Six years after a famine killed a quarter of a million people in Somalia, the country is threatened with another. Famines only occur if political decision-makers allow them to; it is imperative that the right decisions are made now. But have we learnt enough from the mistakes of 2011?
The context has changed since 2011. Somalia now has a functioning – if limited and fragile – state apparatus. Some of the areas worst affected by the last crisis have since received considerable resilience investment (although how far such programming has helped people prepare for or cope with the current crisis is not yet known).
On the other hand, the current drought is more widespread than that of 2011. Global competition for humanitarian resources is fiercer. Parts of South Sudan have already been declared to be experiencing famine, and the situation there is likely to worsen substantially over the next four to five months, while Nigeria and Yemen also face the imminent threat of famine. Across the world, a record 70 million people are estimated to need emergency food aid in 2017. Yet there are fears some donors, notably the US, will significantly cut their aid budget this year, including for humanitarian assistance.

Data:
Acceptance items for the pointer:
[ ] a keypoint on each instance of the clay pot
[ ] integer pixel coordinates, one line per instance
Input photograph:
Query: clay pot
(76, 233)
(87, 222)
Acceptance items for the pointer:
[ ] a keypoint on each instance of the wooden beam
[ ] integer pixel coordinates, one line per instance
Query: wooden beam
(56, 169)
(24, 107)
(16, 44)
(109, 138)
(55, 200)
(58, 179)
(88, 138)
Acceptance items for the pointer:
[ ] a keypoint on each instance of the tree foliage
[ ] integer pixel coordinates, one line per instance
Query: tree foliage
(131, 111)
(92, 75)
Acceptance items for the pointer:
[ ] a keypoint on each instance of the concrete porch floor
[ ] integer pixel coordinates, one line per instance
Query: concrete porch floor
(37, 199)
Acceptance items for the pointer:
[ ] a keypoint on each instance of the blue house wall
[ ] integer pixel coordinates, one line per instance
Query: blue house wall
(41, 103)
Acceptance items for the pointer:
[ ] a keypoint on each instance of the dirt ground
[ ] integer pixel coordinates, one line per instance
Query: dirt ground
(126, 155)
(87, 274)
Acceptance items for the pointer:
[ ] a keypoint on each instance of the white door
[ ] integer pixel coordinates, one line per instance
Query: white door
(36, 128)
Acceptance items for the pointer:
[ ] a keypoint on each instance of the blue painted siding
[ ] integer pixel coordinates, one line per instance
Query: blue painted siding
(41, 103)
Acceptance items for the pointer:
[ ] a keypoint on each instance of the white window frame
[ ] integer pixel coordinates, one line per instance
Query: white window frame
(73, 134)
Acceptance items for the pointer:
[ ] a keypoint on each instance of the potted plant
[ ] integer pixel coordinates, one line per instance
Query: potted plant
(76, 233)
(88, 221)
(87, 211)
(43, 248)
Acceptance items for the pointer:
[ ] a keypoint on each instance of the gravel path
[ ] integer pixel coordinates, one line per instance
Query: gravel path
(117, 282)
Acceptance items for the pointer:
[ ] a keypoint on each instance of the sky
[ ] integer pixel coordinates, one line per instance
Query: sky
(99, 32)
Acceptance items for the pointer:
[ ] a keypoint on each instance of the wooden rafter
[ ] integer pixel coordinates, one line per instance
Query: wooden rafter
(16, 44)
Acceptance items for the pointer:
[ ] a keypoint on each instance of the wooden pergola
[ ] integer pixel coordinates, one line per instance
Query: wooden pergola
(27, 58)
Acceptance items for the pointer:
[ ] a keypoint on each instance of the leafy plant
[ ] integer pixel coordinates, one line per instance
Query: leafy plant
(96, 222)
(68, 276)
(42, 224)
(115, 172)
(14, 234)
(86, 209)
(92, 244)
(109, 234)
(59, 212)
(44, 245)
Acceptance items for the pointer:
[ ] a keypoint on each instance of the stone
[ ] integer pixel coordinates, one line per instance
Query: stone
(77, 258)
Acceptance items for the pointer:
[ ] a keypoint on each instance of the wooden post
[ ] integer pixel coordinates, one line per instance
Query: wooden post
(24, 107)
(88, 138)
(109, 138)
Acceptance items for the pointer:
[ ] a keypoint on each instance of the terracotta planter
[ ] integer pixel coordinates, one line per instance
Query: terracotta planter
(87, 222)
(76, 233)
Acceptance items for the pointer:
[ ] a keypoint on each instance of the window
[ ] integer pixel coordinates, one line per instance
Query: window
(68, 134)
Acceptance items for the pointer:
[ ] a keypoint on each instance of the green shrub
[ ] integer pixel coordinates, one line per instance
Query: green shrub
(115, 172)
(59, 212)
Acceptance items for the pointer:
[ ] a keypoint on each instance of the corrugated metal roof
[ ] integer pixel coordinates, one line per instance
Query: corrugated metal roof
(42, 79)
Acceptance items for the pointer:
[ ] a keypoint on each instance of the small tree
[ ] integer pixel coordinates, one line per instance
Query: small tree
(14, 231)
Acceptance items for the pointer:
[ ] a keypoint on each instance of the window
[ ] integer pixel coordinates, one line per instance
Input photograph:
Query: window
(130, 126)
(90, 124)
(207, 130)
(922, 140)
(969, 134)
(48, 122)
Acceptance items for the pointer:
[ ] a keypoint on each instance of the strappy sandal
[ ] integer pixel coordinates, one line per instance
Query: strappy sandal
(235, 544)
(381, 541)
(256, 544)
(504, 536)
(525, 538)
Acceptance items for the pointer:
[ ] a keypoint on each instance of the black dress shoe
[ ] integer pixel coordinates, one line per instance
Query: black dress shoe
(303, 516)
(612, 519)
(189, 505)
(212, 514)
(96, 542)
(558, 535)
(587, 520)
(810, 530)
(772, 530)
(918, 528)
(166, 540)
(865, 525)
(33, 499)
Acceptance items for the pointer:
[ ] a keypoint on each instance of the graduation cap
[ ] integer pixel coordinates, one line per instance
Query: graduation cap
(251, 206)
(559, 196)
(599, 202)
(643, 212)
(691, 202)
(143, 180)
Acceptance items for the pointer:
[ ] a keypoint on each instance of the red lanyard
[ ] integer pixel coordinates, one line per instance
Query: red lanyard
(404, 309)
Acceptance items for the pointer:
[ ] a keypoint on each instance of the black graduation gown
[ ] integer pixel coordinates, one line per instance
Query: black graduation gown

Exercise directions:
Reproduce the passage above on the threat of a new famine in Somalia in full, word for word.

Task answer:
Six years after a famine killed a quarter of a million people in Somalia, the country is threatened with another. Famines only occur if political decision-makers allow them to; it is imperative that the right decisions are made now. But have we learnt enough from the mistakes of 2011?
The context has changed since 2011. Somalia now has a functioning – if limited and fragile – state apparatus. Some of the areas worst affected by the last crisis have since received considerable resilience investment (although how far such programming has helped people prepare for or cope with the current crisis is not yet known).
On the other hand, the current drought is more widespread than that of 2011. Global competition for humanitarian resources is fiercer. Parts of South Sudan have already been declared to be experiencing famine, and the situation there is likely to worsen substantially over the next four to five months, while Nigeria and Yemen also face the imminent threat of famine. Across the world, a record 70 million people are estimated to need emergency food aid in 2017. Yet there are fears some donors, notably the US, will significantly cut their aid budget this year, including for humanitarian assistance.